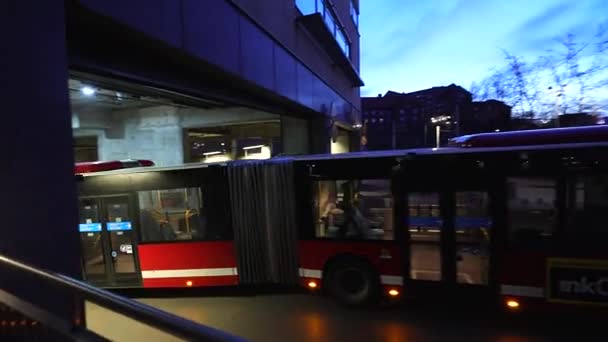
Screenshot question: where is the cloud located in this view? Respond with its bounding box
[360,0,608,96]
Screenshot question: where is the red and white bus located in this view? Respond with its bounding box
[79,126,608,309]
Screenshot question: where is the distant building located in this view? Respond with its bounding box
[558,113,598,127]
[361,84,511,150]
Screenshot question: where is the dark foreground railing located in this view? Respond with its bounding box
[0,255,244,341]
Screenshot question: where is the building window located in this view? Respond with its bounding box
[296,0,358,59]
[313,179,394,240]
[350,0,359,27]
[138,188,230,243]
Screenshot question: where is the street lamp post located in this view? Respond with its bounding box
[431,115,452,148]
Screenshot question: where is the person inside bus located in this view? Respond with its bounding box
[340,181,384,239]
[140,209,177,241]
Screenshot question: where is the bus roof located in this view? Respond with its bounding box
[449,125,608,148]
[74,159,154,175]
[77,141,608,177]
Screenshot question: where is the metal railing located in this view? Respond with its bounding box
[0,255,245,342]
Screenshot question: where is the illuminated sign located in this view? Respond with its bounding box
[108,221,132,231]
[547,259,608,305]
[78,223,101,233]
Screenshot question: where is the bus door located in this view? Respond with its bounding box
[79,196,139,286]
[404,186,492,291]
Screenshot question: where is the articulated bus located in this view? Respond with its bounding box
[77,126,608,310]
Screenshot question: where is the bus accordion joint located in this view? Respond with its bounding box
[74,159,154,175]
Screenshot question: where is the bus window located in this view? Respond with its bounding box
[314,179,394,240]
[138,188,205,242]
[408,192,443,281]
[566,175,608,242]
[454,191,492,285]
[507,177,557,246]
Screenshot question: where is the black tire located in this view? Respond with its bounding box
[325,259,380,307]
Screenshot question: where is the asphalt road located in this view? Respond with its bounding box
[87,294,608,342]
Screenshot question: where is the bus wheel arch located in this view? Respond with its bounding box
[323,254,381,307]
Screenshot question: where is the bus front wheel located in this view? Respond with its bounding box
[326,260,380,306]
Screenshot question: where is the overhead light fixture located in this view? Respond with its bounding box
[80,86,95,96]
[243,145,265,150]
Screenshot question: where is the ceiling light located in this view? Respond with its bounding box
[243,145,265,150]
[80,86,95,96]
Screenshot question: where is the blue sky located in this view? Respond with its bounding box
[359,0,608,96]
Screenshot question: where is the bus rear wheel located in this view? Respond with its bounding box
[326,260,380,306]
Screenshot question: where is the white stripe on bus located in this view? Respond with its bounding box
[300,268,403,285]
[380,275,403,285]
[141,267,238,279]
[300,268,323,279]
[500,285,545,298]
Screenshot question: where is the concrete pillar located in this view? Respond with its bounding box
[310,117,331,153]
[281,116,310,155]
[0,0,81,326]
********************
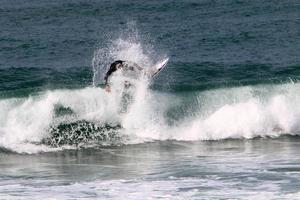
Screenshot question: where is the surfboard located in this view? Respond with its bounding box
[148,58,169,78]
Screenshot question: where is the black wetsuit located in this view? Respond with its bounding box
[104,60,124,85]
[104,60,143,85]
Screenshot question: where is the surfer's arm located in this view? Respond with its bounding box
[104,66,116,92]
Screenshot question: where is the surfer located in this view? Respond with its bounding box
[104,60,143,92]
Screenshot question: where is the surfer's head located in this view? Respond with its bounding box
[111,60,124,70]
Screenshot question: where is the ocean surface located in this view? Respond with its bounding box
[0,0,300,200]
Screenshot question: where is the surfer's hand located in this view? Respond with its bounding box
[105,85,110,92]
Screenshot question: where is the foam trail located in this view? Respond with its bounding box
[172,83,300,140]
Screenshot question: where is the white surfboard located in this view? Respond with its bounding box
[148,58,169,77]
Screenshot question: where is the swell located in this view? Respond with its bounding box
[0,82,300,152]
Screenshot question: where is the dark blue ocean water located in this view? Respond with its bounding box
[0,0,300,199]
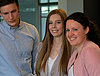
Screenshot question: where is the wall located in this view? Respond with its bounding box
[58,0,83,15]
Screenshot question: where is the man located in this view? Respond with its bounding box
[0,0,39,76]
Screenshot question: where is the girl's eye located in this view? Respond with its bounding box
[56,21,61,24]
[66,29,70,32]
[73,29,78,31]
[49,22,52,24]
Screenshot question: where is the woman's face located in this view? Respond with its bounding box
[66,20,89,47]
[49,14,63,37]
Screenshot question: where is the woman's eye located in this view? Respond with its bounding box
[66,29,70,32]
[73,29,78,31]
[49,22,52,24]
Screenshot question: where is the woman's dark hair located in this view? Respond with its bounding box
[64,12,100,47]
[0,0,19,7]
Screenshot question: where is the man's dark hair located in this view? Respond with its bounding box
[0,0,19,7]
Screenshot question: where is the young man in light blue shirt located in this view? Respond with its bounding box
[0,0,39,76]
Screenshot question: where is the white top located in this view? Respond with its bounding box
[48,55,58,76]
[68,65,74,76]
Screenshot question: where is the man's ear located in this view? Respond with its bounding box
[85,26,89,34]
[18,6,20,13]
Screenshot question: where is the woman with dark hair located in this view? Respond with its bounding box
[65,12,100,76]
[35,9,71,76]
********************
Can you rewrite the material from the line that contains "Screenshot question: where is the street" through the line that contains "[325,259,380,307]", both included, keeping the requests as they are? Scale each bounding-box coordinate in the answers by 2.15 and round it to a whole number, with halves going up.

## Output for this exercise
Screenshot question: where is the street lamp post located in this view? Respond with its bounding box
[927,247,972,318]
Screenshot question: where is the person inside bus located in this view? Respond with its bounding box
[731,389,826,514]
[301,449,381,518]
Screenshot question: where is the bus roof located in this view? Respond with its bounding box
[965,269,1307,318]
[159,342,331,376]
[166,303,1307,381]
Screenshot question: where is the metal railing located in this view? Respond with its bounding box
[0,548,527,735]
Screenshot question: where is the illuminated sign located in this view? Respond with its bounding box
[232,475,284,497]
[1176,557,1307,656]
[168,479,217,501]
Screenshot question: where is the bus door located in this view? Respond with its bounding box
[170,421,299,615]
[869,400,1058,626]
Screenshot question: where is the articulated bus located in this view? Respond with its bounding box
[166,271,1307,667]
Screenshot question: where is the bus accordion joint located in this view? Respond with its bounding box
[159,342,331,376]
Screenshot question: where is the bus window located in this view? Respond with its bounding box
[675,385,847,516]
[297,404,441,520]
[877,413,952,604]
[1217,376,1307,520]
[976,411,1058,613]
[1090,381,1198,529]
Screenshot question: where is the black tire located in this view? Respond with its bounding box
[699,557,817,660]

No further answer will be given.